Dataset START
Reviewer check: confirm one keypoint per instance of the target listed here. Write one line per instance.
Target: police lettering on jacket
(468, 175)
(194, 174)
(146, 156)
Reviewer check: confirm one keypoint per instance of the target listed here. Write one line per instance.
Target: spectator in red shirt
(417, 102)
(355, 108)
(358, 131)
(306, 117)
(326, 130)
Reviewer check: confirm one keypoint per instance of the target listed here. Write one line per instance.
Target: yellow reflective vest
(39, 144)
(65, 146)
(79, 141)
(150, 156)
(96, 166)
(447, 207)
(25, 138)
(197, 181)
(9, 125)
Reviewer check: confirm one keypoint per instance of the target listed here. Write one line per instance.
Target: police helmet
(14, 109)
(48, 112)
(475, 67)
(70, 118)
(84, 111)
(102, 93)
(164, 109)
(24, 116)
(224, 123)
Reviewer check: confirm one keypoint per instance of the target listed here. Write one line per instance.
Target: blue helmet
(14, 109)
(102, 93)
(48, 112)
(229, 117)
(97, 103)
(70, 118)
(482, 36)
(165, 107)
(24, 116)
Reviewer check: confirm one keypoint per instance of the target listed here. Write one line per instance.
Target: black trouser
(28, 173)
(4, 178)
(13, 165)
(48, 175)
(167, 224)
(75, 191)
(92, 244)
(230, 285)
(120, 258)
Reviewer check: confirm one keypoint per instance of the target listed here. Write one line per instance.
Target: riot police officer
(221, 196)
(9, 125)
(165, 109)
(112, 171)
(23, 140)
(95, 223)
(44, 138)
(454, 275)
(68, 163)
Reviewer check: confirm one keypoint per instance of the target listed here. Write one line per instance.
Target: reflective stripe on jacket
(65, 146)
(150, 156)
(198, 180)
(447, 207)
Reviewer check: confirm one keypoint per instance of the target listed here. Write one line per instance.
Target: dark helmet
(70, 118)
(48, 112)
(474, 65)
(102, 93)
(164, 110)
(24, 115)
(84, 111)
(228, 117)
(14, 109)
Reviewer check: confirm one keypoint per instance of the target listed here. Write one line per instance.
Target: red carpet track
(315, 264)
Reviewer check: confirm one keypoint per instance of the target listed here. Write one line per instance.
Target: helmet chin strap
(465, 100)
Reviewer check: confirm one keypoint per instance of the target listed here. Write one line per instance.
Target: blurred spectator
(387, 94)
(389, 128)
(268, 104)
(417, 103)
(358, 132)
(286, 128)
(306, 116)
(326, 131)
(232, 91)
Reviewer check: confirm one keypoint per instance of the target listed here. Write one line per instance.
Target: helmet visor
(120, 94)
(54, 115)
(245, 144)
Dataset END
[Task description] Each line of the listing should be retyped exactly, with nothing left out.

[Expected answer]
Reviewer check: confirm one keypoint per instance of the target listed here. Write one line per instance.
Target: police lettering on jacket
(468, 175)
(194, 174)
(146, 156)
Reviewer check: confirm one keypoint per instance of the target listed here. Write one line per instance.
Target: spectator in red shirt
(417, 102)
(355, 108)
(358, 131)
(306, 117)
(326, 130)
Reviewer check: confirm one keypoint per instance of the target listed here. Write one line per instance.
Target: yellow reflective vest
(39, 144)
(65, 146)
(79, 141)
(150, 156)
(96, 166)
(447, 207)
(25, 138)
(197, 181)
(9, 125)
Reviewer check: confirm one keypoint per instance of the target listed here. Write one line per instance.
Target: police helmet
(14, 109)
(48, 112)
(475, 67)
(70, 118)
(84, 111)
(102, 93)
(164, 109)
(24, 116)
(224, 123)
Reviewer check: confirm one keypoint per instance of the target listed here. Write one line per instance.
Target: blue helmet
(14, 109)
(102, 93)
(48, 112)
(229, 117)
(97, 103)
(70, 118)
(482, 36)
(165, 107)
(24, 116)
Reviewer check: confirm one keypoint per instance of the target listed here. Write one line per instance.
Target: black trouser
(28, 173)
(4, 178)
(13, 165)
(48, 175)
(167, 224)
(75, 191)
(92, 244)
(230, 285)
(120, 258)
Reviewer check: confirm one keypoint per instance of the target listed here. Write one line per instance.
Target: riot police officer
(221, 196)
(9, 125)
(165, 109)
(112, 171)
(23, 140)
(95, 223)
(44, 138)
(454, 275)
(68, 163)
Reviewer check: confirm one keypoint per instance of the target listed here. Write one line per instance.
Target: reflective stripe on jacket
(65, 146)
(150, 156)
(198, 180)
(447, 207)
Reviewer check: confirm one keypoint per instance of the target listed here. Write one line per instance.
Target: dark helmet
(70, 118)
(48, 112)
(474, 65)
(102, 93)
(164, 110)
(24, 115)
(84, 111)
(228, 117)
(14, 109)
Reviewer check: confirm one keypoint per instance of the target listed here. Write one line per instance.
Target: red carpet track
(315, 264)
Reviewer check: confirm one keypoint per instance of the target listed here. Write one line per instance.
Target: helmet chin strap
(465, 100)
Reviewer check: confirm one keypoint per instance of the target listed here. Write one line per instance.
Target: blurred spectator
(387, 94)
(389, 128)
(268, 104)
(417, 103)
(358, 132)
(286, 128)
(306, 116)
(326, 131)
(232, 91)
Reviewer check: confirm one keypoint per instance of the target listed here. Write one line per instance.
Target: helmet visor
(120, 94)
(54, 115)
(245, 144)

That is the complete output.